Extract provided.
START
Friday March 02 2001 01:17, Andy Bradford wrote to Kari Suomela:
>> in the way qmail creates date headers, i.e. it inserts the time
> zone
>> as -0000. There is no way any client can magically convert this
> into
>> the correct local time. BTW A sendmail server doesn't have this
>> problem.
AB> Hmm, here is the date header that the email that you just sent
AB> had:
AB> Date: Thu, 01 Mar 2001 22:42:42 -0500
It was NOT sent from the qmail server!
AB> Look at the first line of my email that begins with ``Thus
AB> said...''
AB> Gee, I wonder how come my mail program was able to convert the
AB> -0500
AB> into EST... Must be magic eh? I wonder what it would convert
AB> -0000
AB> to? GMT maybe? Naw, a mail program couldn't perform such
AB> wonderful
A mail program has no way of converting -0000 to anything else than
GMT. The times are converted using GMT OFFSET!
END
Dataset extract.
START
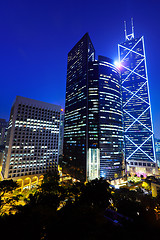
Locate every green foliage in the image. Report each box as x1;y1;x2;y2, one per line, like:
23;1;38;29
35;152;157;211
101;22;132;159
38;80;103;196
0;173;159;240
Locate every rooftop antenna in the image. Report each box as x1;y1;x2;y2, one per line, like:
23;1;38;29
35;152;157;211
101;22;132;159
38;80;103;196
END
START
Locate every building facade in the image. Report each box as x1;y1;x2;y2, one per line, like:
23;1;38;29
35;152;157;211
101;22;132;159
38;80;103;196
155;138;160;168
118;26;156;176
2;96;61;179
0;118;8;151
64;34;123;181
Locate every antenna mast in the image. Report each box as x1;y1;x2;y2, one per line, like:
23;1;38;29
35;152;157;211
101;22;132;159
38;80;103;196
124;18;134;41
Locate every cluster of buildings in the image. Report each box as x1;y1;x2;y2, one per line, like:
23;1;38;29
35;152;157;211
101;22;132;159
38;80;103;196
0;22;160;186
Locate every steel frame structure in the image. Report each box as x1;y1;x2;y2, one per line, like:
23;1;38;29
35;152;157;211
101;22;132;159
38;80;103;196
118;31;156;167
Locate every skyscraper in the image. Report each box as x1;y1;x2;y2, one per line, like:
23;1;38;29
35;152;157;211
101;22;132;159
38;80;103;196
END
START
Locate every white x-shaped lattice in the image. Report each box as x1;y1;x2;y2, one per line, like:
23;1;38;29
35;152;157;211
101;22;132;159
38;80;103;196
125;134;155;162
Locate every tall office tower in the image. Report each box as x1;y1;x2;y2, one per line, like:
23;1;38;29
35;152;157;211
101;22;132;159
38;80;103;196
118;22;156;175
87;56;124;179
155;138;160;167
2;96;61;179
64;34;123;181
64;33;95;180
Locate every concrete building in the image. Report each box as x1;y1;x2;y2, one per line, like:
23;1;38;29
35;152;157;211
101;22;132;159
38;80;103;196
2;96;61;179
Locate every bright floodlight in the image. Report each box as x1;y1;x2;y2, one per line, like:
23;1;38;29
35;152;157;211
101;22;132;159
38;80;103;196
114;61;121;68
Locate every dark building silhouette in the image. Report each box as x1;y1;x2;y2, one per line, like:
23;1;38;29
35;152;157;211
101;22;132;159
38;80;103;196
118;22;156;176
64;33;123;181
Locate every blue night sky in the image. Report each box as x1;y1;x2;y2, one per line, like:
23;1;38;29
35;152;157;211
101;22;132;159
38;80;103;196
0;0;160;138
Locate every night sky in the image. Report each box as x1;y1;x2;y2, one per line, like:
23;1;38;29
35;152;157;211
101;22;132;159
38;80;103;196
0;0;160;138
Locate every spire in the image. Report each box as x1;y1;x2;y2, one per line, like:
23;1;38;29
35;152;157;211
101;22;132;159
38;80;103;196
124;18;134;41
END
Given instruction. Retype everything in the email about qmail date headers from "AB> Hmm, here" down to "using GMT OFFSET!".

Correct response.
AB> Hmm, here is the date header that the email that you just sent
AB> had:
AB> Date: Thu, 01 Mar 2001 22:42:42 -0500
It was NOT sent from the qmail server!
AB> Look at the first line of my email that begins with ``Thus
AB> said...''
AB> Gee, I wonder how come my mail program was able to convert the
AB> -0500
AB> into EST... Must be magic eh? I wonder what it would convert
AB> -0000
AB> to? GMT maybe? Naw, a mail program couldn't perform such
AB> wonderful
A mail program has no way of converting -0000 to anything else than
GMT. The times are converted using GMT OFFSET!